##### EXCERPT TO READ

The MariaDB code base uses strcat() and strcpy() in several
places. These are known to have memory safety issues and their usage is
discouraged. Common security scanners like Flawfinder flags them. In MariaDB we
should start using modern and safer variants on these functions.

This is similar to memory issues fixes in 19af1890b5
and 9de9f105b5 but now replace use of strcat()
and strcpy() with safer options strncat() and strncpy().

However, add '\0' forcefully to make sure the result string is correct since
for these two functions it is not guaranteed what new string will be null-terminated.

Example:

    size_t dest_len = sizeof(g->Message);
    strncpy(g->Message, "Null json tree", dest_len); strncat(g->Message, ":",
    sizeof(g->Message) - strlen(g->Message)); size_t wrote_sz = strlen(g->Message);
    size_t cur_len = wrote_sz >= dest_len ? dest_len - 1 : wrote_sz;
    g->Message[cur_len] = '\0';

All new code of the whole pull request, including one or several files
that are either new files or modified ones, are contributed under the BSD-new
license. I am contributing on behalf of my employer Amazon Web Services

-- Reviewer and co-author Vicențiu Ciorbaru <vicentiu@mariadb.org>
-- Reviewer additions:
* The initial function implementation was flawed. Replaced with a simpler
  and also correct version.
* Simplified code by making use of snprintf instead of chaining strcat.
* Simplified code by removing dynamic string construction in the first
  place and using static strings if possible. See connect storage engine
  changes.
This commit is contained in:
Mikhail Chalov
2022-11-15 14:39:30 -08:00
committed by Vicențiu Ciorbaru
parent ea270178b0
commit 567b681299
23 changed files with 221 additions and 162 deletions

View File

@@ -225,6 +225,44 @@ static inline void lex_string_set3(LEX_CSTRING *lex_str, const char *c_str,
lex_str->length= len;
}
/*
Copies src into dst and ensures dst is a NULL terminated C string.

##########
##### MATERIAL PROVIDED

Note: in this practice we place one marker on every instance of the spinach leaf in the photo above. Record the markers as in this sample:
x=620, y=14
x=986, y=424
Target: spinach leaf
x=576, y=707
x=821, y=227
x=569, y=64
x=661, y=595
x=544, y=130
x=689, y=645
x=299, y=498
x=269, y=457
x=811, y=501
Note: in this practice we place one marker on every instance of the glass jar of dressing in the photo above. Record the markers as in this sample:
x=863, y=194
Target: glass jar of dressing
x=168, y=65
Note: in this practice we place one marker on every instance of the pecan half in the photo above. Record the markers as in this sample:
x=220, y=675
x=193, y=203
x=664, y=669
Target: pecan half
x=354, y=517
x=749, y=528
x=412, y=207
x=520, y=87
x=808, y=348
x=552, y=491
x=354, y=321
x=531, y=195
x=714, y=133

##########
##### MATERIAL PROVIDED

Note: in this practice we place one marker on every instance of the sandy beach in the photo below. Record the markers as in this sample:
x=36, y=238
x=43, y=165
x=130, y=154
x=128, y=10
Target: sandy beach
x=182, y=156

##########

*ACTIONS TO TAKE*:
[A] Answer these questions from the MariaDB commit message, each on its own line:
(i) Which security scanner does it name as flagging these functions?
(ii) Under which license is the new code contributed?
(iii) How many changed files does the commit report?
[B] Decide whether each statement agrees with the MariaDB commit message. Answer yes or no, and quote the deciding words.
(i) The commit replaces strcat() and strcpy() with strncat() and strncpy().
(ii) The reviewer kept the initial function implementation as it was.
(iii) The commit contains more deletions than additions.
[C] According to the MariaDB commit message, why is '\0' added forcefully after strncat() and strncpy()? Answer in one to three sentences.

*WRITTEN RESPONSES*:
[A]
(i) Flawfinder
(ii) The BSD-new license
(iii) 23

[B]
(i) Yes: "now replace use of strcat() and strcpy() with safer options strncat() and strncpy()."
(ii) No: "The initial function implementation was flawed. Replaced with a simpler and also correct version."
(iii) No: "23 changed files with 221 additions and 162 deletions"

[C] With these two functions, there is no guarantee that the resulting string will be null-terminated. Adding '\0' explicitly makes sure the resulting string is correct.